§ **DATA PROVIDED**

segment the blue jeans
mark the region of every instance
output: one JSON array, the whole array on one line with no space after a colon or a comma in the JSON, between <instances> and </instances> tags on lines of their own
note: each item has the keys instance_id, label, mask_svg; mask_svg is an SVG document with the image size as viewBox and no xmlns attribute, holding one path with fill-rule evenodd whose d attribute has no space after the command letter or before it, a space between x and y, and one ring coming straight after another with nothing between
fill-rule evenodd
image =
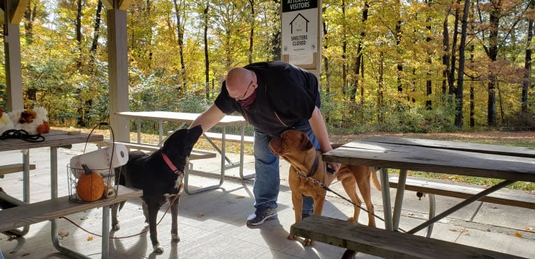
<instances>
[{"instance_id":1,"label":"blue jeans","mask_svg":"<svg viewBox=\"0 0 535 259\"><path fill-rule=\"evenodd\" d=\"M294 129L300 130L309 136L309 139L316 150L319 150L319 142L312 132L308 120L303 120ZM267 207L276 208L277 198L281 184L279 172L279 157L270 150L271 137L265 134L254 132L254 168L256 176L253 185L254 207L265 210ZM312 214L314 200L312 197L303 196L303 213Z\"/></svg>"}]
</instances>

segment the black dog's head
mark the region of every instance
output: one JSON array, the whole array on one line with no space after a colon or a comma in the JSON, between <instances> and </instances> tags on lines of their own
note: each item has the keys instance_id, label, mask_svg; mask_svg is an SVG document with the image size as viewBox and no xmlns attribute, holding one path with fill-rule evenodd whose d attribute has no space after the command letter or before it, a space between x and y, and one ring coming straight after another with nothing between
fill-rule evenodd
<instances>
[{"instance_id":1,"label":"black dog's head","mask_svg":"<svg viewBox=\"0 0 535 259\"><path fill-rule=\"evenodd\" d=\"M184 172L191 150L202 134L200 125L179 130L166 140L161 150L173 161L180 172Z\"/></svg>"}]
</instances>

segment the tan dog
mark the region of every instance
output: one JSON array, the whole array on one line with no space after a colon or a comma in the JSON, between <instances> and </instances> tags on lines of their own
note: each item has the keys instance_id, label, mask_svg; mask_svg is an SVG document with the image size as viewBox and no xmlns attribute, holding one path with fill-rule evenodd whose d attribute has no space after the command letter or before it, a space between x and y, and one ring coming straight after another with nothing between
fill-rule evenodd
<instances>
[{"instance_id":1,"label":"tan dog","mask_svg":"<svg viewBox=\"0 0 535 259\"><path fill-rule=\"evenodd\" d=\"M321 159L321 154L316 150L308 136L299 130L287 130L281 134L280 138L274 138L270 141L270 149L275 155L279 156L290 163L288 183L292 191L292 203L295 222L299 222L302 219L302 195L310 196L314 199L313 214L321 215L323 210L327 191L315 183L314 180L328 187L336 176L328 172L327 164ZM314 166L315 163L316 163L316 166ZM315 170L313 170L314 167ZM381 185L375 174L371 173L369 168L342 165L337 175L339 175L339 179L342 180L344 189L351 197L351 201L360 205L362 202L358 198L356 190L356 186L359 187L368 211L373 213L374 209L369 192L370 175L374 175L374 185L376 187L380 189ZM360 209L355 206L353 217L348 220L351 222L357 221L360 212ZM369 226L375 226L374 216L369 214ZM297 237L290 234L288 239L295 240ZM305 239L302 244L304 246L311 246L314 244L314 242Z\"/></svg>"}]
</instances>

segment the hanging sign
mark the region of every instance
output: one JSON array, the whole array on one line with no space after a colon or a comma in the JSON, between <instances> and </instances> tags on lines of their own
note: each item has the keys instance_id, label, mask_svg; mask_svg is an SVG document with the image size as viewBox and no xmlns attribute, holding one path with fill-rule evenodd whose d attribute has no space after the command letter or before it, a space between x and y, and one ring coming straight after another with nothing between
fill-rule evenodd
<instances>
[{"instance_id":1,"label":"hanging sign","mask_svg":"<svg viewBox=\"0 0 535 259\"><path fill-rule=\"evenodd\" d=\"M318 0L282 0L282 54L318 52Z\"/></svg>"}]
</instances>

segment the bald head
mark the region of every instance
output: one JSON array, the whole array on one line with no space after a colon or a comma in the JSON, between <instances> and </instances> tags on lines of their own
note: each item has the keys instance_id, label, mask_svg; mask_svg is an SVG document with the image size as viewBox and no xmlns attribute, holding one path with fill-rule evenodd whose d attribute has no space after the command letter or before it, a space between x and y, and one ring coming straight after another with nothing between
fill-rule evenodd
<instances>
[{"instance_id":1,"label":"bald head","mask_svg":"<svg viewBox=\"0 0 535 259\"><path fill-rule=\"evenodd\" d=\"M247 88L254 80L253 72L244 68L234 68L226 75L226 85L228 95L241 98L247 95Z\"/></svg>"}]
</instances>

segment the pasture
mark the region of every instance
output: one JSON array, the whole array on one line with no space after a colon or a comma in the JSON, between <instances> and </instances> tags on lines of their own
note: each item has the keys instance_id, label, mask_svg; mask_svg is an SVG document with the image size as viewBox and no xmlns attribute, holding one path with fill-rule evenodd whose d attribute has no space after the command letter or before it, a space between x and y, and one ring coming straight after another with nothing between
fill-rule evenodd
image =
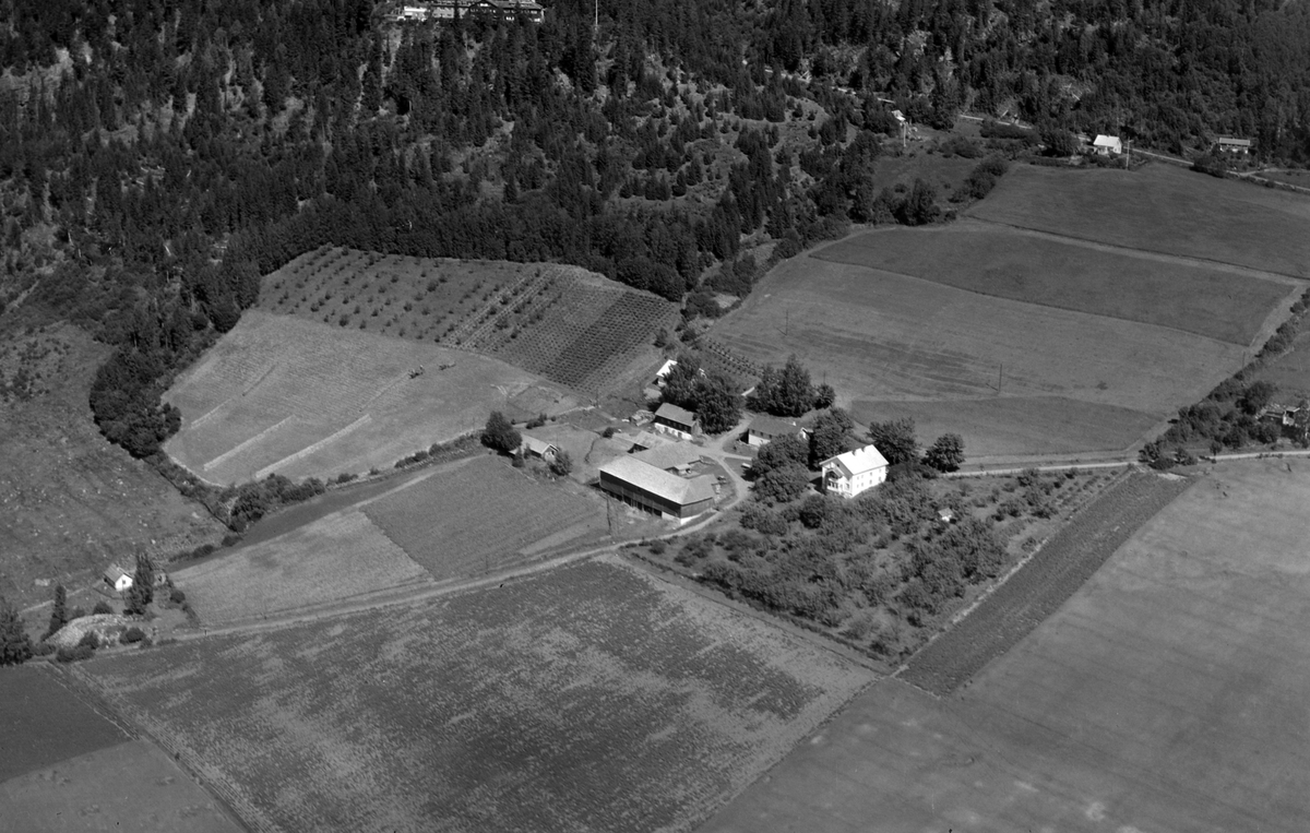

§ **EXERCISE PROMPT**
Turn every line of the data above into a JSON list of strings, one string per line, skipping blank lines. Leave the pictures out.

§ **EXERCISE SOLUTION**
[
  "segment the blue jeans",
  "mark the region of every instance",
  "output: one JSON array, the whole array on one line with no space after a colon or a comma in the JSON, between <instances> and </instances> tags on lines of their own",
  "note: each item has the keys instance_id, label, mask_svg; mask_svg is an SVG document with the image size as viewBox and no xmlns attribute, holding one path with fill-rule evenodd whose d attribute has no space after the command letter or before it, a space between x and y, and one ring coming straight after another with nothing between",
  "fill-rule evenodd",
  "image =",
  "<instances>",
  "[{\"instance_id\":1,\"label\":\"blue jeans\",\"mask_svg\":\"<svg viewBox=\\\"0 0 535 259\\\"><path fill-rule=\\\"evenodd\\\" d=\\\"M294 129L300 130L309 136L309 139L316 150L319 150L319 142L312 132L308 120L303 120ZM267 207L276 208L277 198L281 184L279 172L279 157L270 150L271 137L265 134L254 132L254 168L256 176L253 185L254 207L265 210ZM312 214L314 200L312 197L303 196L303 213Z\\\"/></svg>\"}]",
  "</instances>",
  "segment the black dog's head",
  "mark the region of every instance",
  "output: one JSON array, the whole array on one line with no space after a colon or a comma in the JSON, between <instances> and </instances> tags on lines of their own",
  "note: each item has the keys instance_id, label, mask_svg; mask_svg is an SVG document with the image size as viewBox and no xmlns attribute, holding one path with fill-rule evenodd whose d attribute has no space after the command letter or before it, a space between x and y, and one ring coming straight after another with nothing between",
  "fill-rule evenodd",
  "<instances>",
  "[{\"instance_id\":1,\"label\":\"black dog's head\",\"mask_svg\":\"<svg viewBox=\\\"0 0 535 259\\\"><path fill-rule=\\\"evenodd\\\" d=\\\"M184 172L191 150L202 134L200 125L179 130L166 140L161 150L173 161L180 172Z\\\"/></svg>\"}]",
  "</instances>",
  "segment the tan dog",
  "mark the region of every instance",
  "output: one JSON array, the whole array on one line with no space after a colon or a comma in the JSON, between <instances> and </instances> tags on lines of their own",
  "note: each item has the keys instance_id, label, mask_svg; mask_svg is an SVG document with the image size as viewBox and no xmlns attribute, holding one path with fill-rule evenodd whose d attribute has no space after the command letter or before it, a space between x and y, and one ring coming straight after another with nothing between",
  "fill-rule evenodd",
  "<instances>",
  "[{\"instance_id\":1,\"label\":\"tan dog\",\"mask_svg\":\"<svg viewBox=\\\"0 0 535 259\\\"><path fill-rule=\\\"evenodd\\\" d=\\\"M321 159L321 154L316 150L308 136L299 130L287 130L281 134L280 138L274 138L270 141L270 149L275 155L279 156L290 163L288 183L292 191L292 203L295 222L299 222L302 219L302 195L310 196L314 199L313 214L321 215L323 210L327 191L315 183L314 180L328 187L336 176L328 172L327 164ZM314 166L315 163L316 163L316 166ZM315 170L313 170L314 167ZM381 185L375 174L371 173L369 168L342 165L337 175L339 175L339 179L342 180L344 189L351 197L351 201L360 205L362 202L358 198L356 190L356 186L359 187L368 211L373 213L374 209L369 192L370 175L374 175L374 185L376 187L380 189ZM360 209L355 206L353 217L348 220L351 222L357 221L360 212ZM369 226L375 226L374 216L369 214ZM297 237L290 234L288 239L295 240ZM305 239L302 244L304 246L311 246L314 244L314 242Z\\\"/></svg>\"}]",
  "</instances>",
  "segment the hanging sign",
  "mark the region of every instance",
  "output: one JSON array, the whole array on one line with no space after a colon or a comma in the JSON, between <instances> and </instances> tags on lines of their own",
  "note: each item has the keys instance_id, label, mask_svg; mask_svg is an SVG document with the image size as viewBox and no xmlns attribute, holding one path with fill-rule evenodd whose d attribute has no space after the command letter or before it, a space between x and y, and one ring coming straight after another with nothing between",
  "fill-rule evenodd",
  "<instances>",
  "[{\"instance_id\":1,\"label\":\"hanging sign\",\"mask_svg\":\"<svg viewBox=\\\"0 0 535 259\\\"><path fill-rule=\\\"evenodd\\\" d=\\\"M318 0L282 0L282 54L318 52Z\\\"/></svg>\"}]",
  "</instances>",
  "segment the bald head",
  "mark the region of every instance",
  "output: one JSON array, the whole array on one line with no space after a colon or a comma in the JSON, between <instances> and </instances> tags on lines of their own",
  "note: each item has the keys instance_id, label, mask_svg; mask_svg is an SVG document with the image size as viewBox and no xmlns attribute, holding one path with fill-rule evenodd whose d attribute has no space after the command letter or before it, a space between x and y, and one ring coming straight after another with nothing between",
  "fill-rule evenodd",
  "<instances>",
  "[{\"instance_id\":1,\"label\":\"bald head\",\"mask_svg\":\"<svg viewBox=\\\"0 0 535 259\\\"><path fill-rule=\\\"evenodd\\\" d=\\\"M247 88L254 80L253 72L244 68L234 68L226 75L226 85L228 95L241 98L247 95Z\\\"/></svg>\"}]",
  "</instances>",
  "segment the pasture",
  "mark the region of every instance",
  "output: one JSON array, the whole array on one line with no space after a colon or a comma in the JSON, between <instances> and </instances> tags on lines of their own",
  "note: each item has the keys instance_id, label, mask_svg; mask_svg is an SVG document with the image size as viewBox and no xmlns attribute, holding one path with fill-rule evenodd whose d attribute has no space after the command letter or before it, a space between x and y, and one ring coming straight after another with nothing between",
  "fill-rule evenodd",
  "image ="
]